▶ [ÜBUNGSAUFGABEN]
A – Kopiere aus dem Textausschnitt wortgetreu die Passage, die bei den Worten „Über den Einsatz“ einsetzt und nach „noch elektrische Signale.“ endet.
B – Fasse den Textausschnitt in zwei Sätzen zusammen.

▶ [TEXTAUSSCHNITT]
================================

Im Rausch sei er oft wütend geworden, doch auch die Mutter habe ihrem Sohn wohl unschöne Dinge an den Kopf geworfen und ihn provoziert. So solle sie im Streit immer wieder mal geschrien haben: „Dann bring mich doch um, dann bist du mich wenigstens los!“

In Rage habe der Mann wohl des Öfteren Gegenstände zerstört, etwa Blumentöpfe oder Flaschen. Dass er seine Mutter aber tätlich angreifen würde, konnte sich die Frau nicht vorstellen. Am Tattag sei ihr nichts aufgefallen, außer dass in den Abendstunden der Rettungsdienst bei ihrer Nachbarin war.

Über den Einsatz vor Ort berichtete die damals hinzugerufene Notärztin. Anfangs hätten sie und ihre Kollegen vom Rettungsdienst versucht, die 87-Jährige zu reanimieren. Obwohl die Fachkräfte keinen Puls mehr ertasten konnten, sendete das Herz noch elektrische Signale.

================================

▶ [ZU PRÜFENDE DATEN]
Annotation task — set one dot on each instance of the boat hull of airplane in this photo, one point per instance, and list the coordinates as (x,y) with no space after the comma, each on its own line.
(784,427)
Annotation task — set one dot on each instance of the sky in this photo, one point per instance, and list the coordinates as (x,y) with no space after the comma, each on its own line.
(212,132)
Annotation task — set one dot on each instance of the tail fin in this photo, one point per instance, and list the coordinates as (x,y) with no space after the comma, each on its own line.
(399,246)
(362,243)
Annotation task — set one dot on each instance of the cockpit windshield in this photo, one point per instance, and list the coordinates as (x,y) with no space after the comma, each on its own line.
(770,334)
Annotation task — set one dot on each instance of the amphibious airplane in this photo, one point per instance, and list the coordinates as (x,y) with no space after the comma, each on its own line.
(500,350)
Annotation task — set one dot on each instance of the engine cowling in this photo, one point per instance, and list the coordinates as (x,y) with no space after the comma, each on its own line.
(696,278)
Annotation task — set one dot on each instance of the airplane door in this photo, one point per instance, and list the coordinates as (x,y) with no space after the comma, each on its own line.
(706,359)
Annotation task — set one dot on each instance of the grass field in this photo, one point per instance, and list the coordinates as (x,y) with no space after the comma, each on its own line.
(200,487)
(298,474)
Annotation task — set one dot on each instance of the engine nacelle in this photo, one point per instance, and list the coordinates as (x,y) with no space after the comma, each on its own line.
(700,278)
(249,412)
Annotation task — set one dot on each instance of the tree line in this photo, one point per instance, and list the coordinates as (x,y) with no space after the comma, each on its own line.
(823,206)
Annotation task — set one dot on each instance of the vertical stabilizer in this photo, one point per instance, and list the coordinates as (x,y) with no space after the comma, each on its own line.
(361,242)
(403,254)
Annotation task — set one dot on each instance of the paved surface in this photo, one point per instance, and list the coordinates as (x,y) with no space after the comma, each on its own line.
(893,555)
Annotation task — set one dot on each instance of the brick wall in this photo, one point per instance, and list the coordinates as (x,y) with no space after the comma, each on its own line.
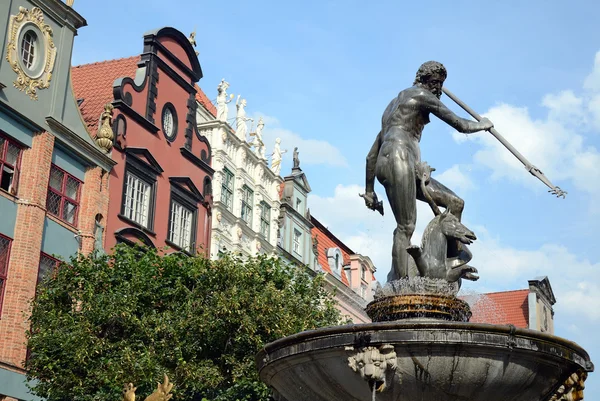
(26,246)
(94,201)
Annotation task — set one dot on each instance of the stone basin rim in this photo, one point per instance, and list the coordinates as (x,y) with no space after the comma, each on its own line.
(417,325)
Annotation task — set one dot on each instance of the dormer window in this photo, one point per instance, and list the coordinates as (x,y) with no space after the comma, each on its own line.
(335,260)
(297,240)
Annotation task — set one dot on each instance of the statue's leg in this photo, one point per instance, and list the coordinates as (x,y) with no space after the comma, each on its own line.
(444,197)
(396,173)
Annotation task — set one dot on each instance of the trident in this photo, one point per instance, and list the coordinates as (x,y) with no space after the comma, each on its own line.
(528,166)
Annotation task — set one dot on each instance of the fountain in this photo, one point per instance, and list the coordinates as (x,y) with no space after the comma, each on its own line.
(421,345)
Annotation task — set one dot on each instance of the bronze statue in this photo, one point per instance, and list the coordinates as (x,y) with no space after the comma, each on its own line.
(395,155)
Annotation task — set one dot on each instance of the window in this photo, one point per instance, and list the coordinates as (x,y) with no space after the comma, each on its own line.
(63,195)
(28,49)
(265,216)
(48,265)
(10,156)
(136,199)
(139,189)
(180,227)
(183,216)
(5,243)
(227,189)
(247,198)
(296,244)
(169,122)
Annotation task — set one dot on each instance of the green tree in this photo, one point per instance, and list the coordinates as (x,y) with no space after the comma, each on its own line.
(102,321)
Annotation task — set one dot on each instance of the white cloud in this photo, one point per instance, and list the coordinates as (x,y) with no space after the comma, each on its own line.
(592,82)
(565,107)
(575,281)
(456,179)
(312,151)
(555,143)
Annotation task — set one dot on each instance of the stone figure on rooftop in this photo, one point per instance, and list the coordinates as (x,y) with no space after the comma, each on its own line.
(223,100)
(395,155)
(276,157)
(296,159)
(257,142)
(240,121)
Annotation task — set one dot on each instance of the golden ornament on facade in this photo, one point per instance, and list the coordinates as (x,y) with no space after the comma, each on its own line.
(41,54)
(105,135)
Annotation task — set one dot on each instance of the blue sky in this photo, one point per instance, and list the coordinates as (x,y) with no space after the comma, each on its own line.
(322,72)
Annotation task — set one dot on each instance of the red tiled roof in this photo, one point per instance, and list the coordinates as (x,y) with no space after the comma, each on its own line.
(326,240)
(93,83)
(508,307)
(205,101)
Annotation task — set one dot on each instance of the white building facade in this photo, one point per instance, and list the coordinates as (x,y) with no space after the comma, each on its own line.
(245,191)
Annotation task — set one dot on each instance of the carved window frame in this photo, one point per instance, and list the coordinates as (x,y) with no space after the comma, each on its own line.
(30,80)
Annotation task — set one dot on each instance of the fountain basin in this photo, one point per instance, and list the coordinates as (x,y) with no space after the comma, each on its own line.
(434,361)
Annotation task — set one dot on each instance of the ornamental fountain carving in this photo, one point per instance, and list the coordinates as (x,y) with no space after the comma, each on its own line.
(421,345)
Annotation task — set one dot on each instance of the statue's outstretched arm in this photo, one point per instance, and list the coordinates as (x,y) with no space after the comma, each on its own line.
(432,104)
(371,163)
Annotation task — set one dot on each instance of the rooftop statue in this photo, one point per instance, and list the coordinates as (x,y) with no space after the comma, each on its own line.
(257,142)
(223,100)
(241,128)
(277,155)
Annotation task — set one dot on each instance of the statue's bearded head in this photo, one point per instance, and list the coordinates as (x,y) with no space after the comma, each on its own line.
(431,75)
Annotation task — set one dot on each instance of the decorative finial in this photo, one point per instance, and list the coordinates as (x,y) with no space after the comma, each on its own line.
(192,39)
(105,135)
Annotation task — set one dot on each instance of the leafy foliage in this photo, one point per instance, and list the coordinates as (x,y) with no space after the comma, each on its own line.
(103,321)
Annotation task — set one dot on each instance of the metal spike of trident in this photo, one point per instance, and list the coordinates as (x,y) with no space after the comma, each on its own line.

================================

▶ [LÖSUNGEN]
A –
Über den Einsatz vor Ort berichtete die damals hinzugerufene Notärztin. Anfangs hätten sie und ihre Kollegen vom Rettungsdienst versucht, die 87-Jährige zu reanimieren. Obwohl die Fachkräfte keinen Puls mehr ertasten konnten, sendete das Herz noch elektrische Signale.

B – Eine Nachbarin schilderte, der Sohn sei im Rausch oft wütend geworden und habe Gegenstände zerstört, während auch die Mutter ihn provoziert habe; dass er sie tätlich angreifen würde, habe sie sich aber nicht vorstellen können. Die hinzugerufene Notärztin berichtete, sie und der Rettungsdienst hätten versucht, die 87-Jährige zu reanimieren, deren Herz trotz fehlenden Pulses noch elektrische Signale sendete.